(begin)
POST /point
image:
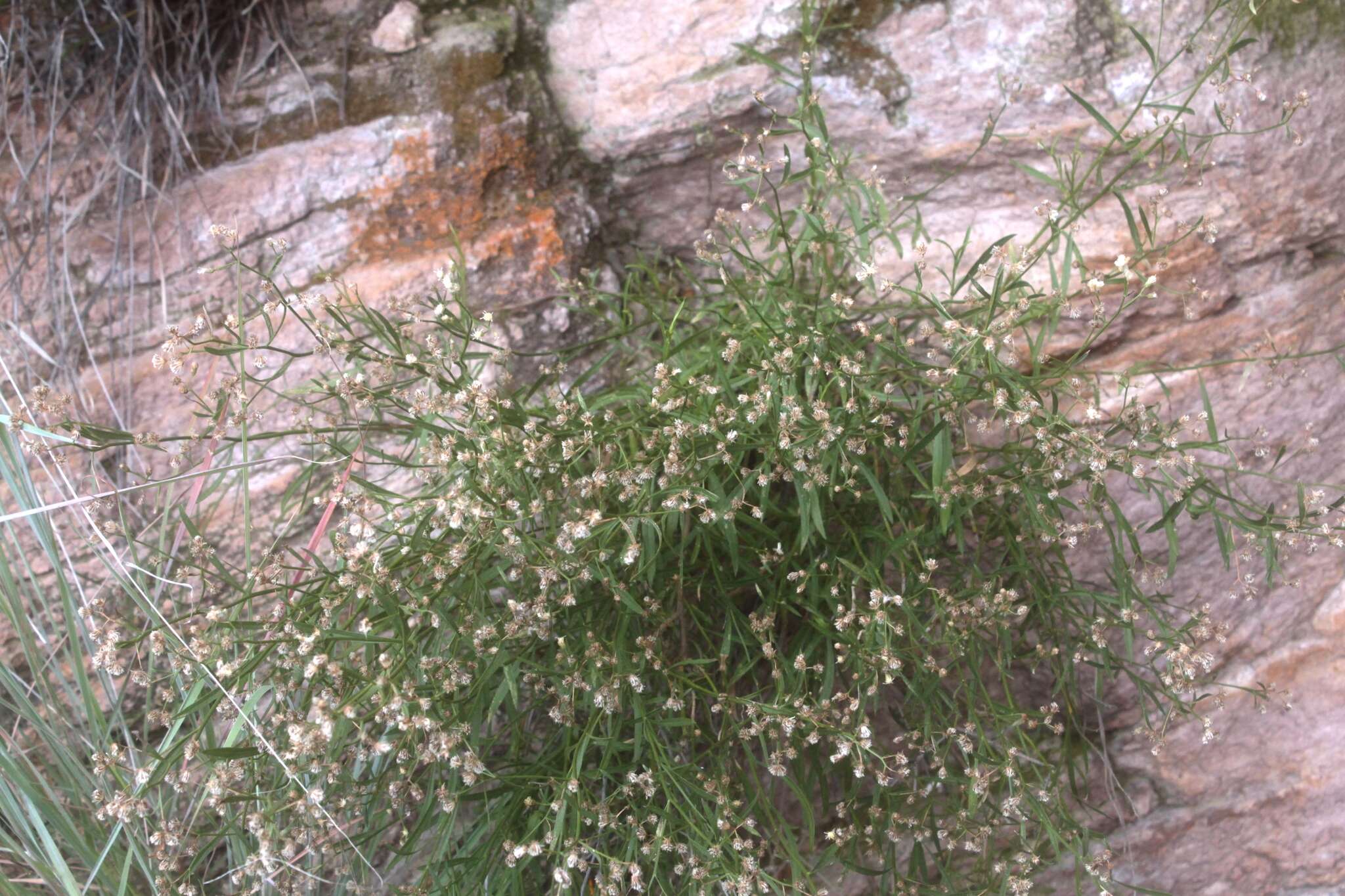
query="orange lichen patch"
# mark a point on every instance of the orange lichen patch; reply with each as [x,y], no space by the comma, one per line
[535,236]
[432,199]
(end)
(begin)
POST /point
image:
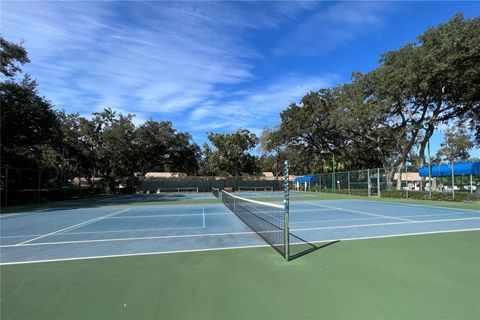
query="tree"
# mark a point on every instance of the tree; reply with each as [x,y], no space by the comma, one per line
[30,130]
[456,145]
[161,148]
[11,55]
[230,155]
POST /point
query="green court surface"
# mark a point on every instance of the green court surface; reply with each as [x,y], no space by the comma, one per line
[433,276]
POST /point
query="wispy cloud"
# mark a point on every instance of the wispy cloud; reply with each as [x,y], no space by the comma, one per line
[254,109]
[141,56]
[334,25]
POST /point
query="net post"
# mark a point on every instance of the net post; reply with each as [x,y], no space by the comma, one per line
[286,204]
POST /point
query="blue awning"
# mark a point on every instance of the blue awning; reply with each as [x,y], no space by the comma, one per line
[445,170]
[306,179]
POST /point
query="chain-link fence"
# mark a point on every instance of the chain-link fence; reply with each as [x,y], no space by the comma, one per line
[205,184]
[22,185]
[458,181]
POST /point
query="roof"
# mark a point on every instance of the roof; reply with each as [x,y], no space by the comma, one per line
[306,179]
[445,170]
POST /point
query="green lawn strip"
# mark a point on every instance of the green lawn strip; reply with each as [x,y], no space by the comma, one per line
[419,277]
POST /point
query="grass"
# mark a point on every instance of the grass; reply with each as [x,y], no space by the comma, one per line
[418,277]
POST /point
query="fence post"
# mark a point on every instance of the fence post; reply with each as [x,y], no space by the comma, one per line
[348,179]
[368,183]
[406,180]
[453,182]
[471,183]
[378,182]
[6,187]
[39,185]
(end)
Identify every line of the material above that contains the string "strip", and copy each of those lines in full.

The result =>
query="green lawn strip"
# mark a point on every instance of the green lawn strip; reply with each as [x,y], no space by the comma, one per line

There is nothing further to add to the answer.